Records for this exercise Block Start

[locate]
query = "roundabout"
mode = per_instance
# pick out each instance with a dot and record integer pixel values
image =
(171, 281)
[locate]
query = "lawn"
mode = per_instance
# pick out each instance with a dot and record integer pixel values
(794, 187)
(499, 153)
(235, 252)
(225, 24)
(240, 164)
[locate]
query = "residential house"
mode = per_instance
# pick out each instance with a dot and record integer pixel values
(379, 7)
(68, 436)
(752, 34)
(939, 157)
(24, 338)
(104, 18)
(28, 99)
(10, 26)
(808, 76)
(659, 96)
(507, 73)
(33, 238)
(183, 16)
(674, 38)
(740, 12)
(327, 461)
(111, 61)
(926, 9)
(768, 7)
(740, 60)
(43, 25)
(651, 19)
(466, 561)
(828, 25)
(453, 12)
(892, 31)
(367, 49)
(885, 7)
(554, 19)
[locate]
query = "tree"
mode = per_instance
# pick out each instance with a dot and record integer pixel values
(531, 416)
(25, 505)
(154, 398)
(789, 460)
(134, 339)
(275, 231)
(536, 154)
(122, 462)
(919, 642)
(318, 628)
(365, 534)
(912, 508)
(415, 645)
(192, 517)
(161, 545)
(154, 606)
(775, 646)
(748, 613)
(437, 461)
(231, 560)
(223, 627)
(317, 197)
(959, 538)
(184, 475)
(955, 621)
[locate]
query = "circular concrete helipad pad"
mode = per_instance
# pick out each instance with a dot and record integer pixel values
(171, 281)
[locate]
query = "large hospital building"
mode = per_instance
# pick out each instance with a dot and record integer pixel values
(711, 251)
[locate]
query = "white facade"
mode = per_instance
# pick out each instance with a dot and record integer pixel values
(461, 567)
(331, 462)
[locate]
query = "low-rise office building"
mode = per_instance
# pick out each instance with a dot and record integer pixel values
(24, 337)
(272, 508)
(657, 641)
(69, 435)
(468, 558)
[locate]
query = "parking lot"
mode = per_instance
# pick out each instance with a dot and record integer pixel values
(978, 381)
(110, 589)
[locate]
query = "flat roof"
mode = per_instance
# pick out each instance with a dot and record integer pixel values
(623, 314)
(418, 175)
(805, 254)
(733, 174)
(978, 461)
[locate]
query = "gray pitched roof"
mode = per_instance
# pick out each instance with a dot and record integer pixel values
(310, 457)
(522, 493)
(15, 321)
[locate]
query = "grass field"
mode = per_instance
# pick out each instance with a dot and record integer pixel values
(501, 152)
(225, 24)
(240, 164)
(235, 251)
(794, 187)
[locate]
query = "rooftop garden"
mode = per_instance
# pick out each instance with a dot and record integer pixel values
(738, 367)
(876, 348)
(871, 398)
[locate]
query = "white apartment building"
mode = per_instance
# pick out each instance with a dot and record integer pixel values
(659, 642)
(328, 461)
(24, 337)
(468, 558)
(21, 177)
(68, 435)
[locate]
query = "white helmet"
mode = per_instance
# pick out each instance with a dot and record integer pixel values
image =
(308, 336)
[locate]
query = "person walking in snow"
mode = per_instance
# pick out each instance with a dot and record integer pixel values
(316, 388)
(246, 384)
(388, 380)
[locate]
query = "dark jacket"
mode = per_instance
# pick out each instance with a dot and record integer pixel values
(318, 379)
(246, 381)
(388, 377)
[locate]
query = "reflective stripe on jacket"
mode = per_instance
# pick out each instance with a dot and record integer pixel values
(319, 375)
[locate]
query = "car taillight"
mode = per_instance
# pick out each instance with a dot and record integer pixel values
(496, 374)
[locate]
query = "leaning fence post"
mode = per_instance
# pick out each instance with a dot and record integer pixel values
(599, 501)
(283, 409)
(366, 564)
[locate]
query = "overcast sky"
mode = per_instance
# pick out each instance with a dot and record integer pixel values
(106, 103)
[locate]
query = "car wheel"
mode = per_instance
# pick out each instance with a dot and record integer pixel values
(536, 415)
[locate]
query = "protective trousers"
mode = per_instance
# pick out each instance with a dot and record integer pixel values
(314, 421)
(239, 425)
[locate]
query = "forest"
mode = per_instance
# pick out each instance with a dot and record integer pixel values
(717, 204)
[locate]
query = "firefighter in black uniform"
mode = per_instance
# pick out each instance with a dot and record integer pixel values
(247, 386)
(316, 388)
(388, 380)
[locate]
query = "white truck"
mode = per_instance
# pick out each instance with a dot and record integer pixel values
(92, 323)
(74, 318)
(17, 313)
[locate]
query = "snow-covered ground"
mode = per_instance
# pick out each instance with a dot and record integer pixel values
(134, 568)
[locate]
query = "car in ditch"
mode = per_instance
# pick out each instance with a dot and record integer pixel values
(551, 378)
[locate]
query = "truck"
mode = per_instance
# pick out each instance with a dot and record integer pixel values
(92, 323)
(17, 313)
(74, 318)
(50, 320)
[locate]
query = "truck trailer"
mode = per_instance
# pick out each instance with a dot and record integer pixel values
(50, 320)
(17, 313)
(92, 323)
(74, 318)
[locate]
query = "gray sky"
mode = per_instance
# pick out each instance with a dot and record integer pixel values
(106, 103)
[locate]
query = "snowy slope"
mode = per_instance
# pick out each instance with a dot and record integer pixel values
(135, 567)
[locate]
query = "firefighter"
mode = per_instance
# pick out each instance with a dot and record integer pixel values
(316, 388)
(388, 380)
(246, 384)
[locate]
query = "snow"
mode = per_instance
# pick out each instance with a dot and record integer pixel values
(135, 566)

Records for this exercise Block End

Instructions to follow: Gather each line in the entries above where the string "gray" is found.

Solution to the problem:
query = "gray pitched roof"
query = "gray sky"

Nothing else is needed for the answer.